* [The task]
Copy out the material below verbatim, everything from the line containing "job: outline the narrow green leaf" down to the line containing "[[[156,12],[159,6],[155,0],[140,0],[143,4],[154,12]]]", with both of those lines included.

* [Input records]
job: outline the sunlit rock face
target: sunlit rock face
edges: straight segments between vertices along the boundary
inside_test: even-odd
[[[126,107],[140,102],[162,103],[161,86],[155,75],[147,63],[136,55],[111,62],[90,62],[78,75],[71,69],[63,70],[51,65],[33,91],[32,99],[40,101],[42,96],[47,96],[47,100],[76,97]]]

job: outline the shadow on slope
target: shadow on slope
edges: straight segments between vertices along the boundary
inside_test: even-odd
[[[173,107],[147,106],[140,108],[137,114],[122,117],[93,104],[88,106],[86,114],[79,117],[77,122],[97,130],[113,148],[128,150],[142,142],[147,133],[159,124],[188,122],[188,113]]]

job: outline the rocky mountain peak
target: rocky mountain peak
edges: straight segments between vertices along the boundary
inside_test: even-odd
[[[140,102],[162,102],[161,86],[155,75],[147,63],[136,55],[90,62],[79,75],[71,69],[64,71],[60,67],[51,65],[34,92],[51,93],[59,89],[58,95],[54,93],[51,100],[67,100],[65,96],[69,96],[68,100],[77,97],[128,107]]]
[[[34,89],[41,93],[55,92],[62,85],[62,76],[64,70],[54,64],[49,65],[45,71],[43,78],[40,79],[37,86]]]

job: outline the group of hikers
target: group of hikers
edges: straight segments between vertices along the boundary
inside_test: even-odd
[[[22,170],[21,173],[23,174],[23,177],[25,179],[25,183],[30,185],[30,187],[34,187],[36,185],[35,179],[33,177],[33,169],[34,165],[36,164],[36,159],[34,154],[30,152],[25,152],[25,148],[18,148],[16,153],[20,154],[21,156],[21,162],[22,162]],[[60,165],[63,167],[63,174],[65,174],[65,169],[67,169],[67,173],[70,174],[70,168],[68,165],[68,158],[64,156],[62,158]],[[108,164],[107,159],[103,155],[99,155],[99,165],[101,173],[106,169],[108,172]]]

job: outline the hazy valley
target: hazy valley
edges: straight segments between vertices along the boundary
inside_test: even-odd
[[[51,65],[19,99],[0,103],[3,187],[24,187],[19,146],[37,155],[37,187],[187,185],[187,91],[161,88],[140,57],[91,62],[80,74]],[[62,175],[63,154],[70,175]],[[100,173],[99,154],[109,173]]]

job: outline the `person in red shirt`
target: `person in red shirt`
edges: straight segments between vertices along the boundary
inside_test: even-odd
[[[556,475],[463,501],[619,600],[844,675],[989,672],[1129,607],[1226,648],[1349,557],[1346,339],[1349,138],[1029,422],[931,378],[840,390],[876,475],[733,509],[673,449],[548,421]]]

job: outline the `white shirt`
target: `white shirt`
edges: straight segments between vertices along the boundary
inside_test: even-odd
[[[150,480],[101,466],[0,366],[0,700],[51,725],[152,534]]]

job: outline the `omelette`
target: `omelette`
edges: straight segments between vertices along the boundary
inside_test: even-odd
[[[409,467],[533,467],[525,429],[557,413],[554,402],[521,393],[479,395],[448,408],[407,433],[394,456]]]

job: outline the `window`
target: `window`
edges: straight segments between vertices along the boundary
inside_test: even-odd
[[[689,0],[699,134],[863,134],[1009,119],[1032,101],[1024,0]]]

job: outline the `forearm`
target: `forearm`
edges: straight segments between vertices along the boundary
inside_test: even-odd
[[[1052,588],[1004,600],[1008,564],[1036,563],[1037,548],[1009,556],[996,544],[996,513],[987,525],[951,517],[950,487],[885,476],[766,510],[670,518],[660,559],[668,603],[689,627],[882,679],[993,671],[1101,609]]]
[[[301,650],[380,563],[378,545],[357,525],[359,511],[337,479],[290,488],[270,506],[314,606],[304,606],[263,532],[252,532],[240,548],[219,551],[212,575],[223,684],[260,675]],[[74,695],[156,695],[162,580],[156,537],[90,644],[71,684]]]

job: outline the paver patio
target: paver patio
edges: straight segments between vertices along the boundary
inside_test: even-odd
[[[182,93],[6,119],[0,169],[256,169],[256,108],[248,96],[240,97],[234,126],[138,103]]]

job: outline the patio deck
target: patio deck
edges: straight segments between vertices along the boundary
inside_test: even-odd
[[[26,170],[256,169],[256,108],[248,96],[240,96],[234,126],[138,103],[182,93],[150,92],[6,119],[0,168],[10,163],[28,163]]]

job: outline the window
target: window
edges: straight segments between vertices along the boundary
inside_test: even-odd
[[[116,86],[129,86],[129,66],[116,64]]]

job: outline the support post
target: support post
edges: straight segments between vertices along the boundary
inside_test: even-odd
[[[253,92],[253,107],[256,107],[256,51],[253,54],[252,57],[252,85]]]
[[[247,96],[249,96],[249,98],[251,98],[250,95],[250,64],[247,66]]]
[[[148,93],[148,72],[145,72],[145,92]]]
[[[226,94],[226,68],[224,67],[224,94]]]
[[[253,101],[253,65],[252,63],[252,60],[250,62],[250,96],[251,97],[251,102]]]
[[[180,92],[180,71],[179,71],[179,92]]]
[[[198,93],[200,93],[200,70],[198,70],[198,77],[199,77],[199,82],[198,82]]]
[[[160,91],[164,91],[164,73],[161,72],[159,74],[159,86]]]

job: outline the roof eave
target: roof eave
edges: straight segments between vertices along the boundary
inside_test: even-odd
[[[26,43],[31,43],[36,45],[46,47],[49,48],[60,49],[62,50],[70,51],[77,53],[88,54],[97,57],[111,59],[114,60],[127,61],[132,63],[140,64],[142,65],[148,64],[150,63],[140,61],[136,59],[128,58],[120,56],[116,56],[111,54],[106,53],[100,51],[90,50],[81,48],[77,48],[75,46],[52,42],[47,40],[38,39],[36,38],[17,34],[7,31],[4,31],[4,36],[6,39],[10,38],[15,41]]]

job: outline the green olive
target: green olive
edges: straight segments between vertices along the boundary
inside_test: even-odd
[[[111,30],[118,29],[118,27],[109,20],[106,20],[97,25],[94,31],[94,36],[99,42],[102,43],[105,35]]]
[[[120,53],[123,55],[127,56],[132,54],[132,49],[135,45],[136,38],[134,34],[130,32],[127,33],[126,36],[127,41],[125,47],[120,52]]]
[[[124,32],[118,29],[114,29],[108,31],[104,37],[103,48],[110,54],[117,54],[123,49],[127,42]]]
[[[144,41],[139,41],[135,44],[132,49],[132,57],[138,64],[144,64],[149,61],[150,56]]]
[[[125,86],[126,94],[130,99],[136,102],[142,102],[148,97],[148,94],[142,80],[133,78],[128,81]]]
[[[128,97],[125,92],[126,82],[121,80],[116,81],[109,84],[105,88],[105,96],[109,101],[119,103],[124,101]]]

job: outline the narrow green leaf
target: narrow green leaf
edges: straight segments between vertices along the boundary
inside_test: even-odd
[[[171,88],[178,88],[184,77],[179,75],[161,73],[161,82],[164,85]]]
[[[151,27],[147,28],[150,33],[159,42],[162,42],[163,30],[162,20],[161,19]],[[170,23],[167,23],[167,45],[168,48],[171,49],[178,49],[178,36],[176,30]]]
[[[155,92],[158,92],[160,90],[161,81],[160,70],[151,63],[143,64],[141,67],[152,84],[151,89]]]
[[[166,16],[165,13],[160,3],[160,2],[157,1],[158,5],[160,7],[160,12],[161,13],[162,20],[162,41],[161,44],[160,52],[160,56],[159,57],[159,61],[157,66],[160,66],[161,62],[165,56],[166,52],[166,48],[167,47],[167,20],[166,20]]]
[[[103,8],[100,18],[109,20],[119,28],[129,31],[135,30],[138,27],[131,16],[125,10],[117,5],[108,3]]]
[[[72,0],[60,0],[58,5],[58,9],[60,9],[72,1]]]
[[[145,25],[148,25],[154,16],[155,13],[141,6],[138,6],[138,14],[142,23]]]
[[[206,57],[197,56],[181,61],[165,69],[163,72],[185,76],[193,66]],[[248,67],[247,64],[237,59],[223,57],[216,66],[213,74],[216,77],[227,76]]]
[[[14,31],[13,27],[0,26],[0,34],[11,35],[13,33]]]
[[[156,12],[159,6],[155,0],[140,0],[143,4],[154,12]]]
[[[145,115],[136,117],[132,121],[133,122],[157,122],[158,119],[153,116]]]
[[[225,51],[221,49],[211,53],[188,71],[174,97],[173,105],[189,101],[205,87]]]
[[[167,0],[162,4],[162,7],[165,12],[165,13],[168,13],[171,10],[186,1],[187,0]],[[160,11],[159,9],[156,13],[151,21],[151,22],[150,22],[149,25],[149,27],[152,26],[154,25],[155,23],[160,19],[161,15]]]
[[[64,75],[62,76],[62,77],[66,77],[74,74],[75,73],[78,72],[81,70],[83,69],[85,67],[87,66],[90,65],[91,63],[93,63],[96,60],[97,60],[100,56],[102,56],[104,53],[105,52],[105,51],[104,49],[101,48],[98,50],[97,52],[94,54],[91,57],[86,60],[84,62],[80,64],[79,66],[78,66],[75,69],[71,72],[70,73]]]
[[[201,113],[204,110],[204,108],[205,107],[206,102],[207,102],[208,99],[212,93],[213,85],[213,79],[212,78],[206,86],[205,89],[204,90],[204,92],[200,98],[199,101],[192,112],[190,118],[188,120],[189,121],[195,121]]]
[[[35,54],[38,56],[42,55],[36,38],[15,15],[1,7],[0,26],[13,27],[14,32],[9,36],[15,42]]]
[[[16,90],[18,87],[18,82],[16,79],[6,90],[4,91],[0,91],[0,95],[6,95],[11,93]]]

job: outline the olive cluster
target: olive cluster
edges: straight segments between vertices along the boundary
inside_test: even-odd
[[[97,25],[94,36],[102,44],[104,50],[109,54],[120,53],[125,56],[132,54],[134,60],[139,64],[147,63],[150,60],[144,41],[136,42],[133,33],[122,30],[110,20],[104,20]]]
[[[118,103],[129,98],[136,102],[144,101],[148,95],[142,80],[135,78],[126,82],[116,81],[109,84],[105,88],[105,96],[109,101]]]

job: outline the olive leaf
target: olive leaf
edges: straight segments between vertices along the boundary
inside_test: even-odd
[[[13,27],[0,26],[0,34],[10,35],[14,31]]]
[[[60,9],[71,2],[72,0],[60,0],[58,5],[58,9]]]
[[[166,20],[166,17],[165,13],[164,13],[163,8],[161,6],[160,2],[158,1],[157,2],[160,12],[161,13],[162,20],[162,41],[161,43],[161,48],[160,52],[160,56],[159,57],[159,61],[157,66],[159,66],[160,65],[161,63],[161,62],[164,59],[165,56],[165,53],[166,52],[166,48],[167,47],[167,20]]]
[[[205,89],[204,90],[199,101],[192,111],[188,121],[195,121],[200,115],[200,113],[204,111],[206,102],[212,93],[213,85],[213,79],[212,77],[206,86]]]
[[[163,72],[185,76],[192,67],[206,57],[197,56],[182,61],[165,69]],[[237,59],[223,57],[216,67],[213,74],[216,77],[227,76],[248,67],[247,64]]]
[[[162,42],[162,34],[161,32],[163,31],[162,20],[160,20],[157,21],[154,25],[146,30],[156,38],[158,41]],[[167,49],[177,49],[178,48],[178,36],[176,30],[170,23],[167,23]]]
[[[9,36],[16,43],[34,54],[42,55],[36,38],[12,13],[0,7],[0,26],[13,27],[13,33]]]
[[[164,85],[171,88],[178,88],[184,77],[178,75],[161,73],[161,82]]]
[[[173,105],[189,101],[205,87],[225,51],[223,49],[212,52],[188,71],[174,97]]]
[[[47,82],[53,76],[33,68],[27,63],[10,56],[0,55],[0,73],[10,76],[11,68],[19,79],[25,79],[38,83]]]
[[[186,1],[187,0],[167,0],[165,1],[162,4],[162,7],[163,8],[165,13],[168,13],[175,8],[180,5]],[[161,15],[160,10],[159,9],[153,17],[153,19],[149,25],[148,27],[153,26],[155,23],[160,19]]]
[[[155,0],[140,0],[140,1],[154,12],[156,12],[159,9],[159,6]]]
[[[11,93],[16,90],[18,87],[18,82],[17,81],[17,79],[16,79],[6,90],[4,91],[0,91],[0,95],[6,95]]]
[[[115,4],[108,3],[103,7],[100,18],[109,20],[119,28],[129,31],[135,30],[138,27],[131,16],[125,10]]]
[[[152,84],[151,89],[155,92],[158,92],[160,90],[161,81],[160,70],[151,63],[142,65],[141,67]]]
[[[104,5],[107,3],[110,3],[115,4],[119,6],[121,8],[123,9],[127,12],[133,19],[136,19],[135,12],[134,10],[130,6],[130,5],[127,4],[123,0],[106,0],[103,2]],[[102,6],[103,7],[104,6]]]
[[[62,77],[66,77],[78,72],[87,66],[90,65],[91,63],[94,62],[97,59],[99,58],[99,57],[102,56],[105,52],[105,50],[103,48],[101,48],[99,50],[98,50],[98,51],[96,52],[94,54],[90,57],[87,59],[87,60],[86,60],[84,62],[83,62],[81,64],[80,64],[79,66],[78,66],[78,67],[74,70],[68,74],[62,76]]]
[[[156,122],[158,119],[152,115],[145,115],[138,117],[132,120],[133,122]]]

* [Task answer]
job: outline the narrow green leaf
target: narrow green leaf
edges: straight segments between vertices along the boundary
inside_test: even-odd
[[[171,88],[178,88],[184,77],[179,75],[161,73],[161,82],[164,85]]]
[[[151,27],[147,28],[150,33],[159,42],[162,42],[163,30],[162,20],[161,19]],[[170,23],[167,23],[167,45],[168,48],[171,49],[178,49],[178,36],[176,30]]]
[[[155,92],[158,92],[160,90],[161,81],[160,70],[151,63],[143,64],[141,67],[152,84],[151,89]]]
[[[166,16],[165,13],[160,3],[160,2],[157,1],[158,5],[160,7],[160,12],[161,13],[162,20],[162,41],[161,44],[160,52],[160,56],[159,57],[159,61],[157,66],[160,66],[161,62],[165,56],[166,52],[166,48],[167,47],[167,20],[166,20]]]
[[[103,8],[100,18],[109,20],[119,28],[129,31],[135,30],[138,27],[131,16],[125,10],[117,5],[108,3]]]
[[[72,0],[60,0],[58,5],[58,9],[60,9],[72,1]]]
[[[145,25],[148,25],[154,16],[155,13],[141,6],[138,6],[138,14],[142,23]]]
[[[206,57],[197,56],[181,61],[165,69],[163,72],[185,76],[193,66]],[[248,67],[247,64],[237,59],[223,57],[216,66],[213,74],[216,77],[227,76]]]
[[[14,31],[13,27],[0,26],[0,34],[11,35],[13,33]]]
[[[156,12],[159,6],[155,0],[140,0],[143,4],[154,12]]]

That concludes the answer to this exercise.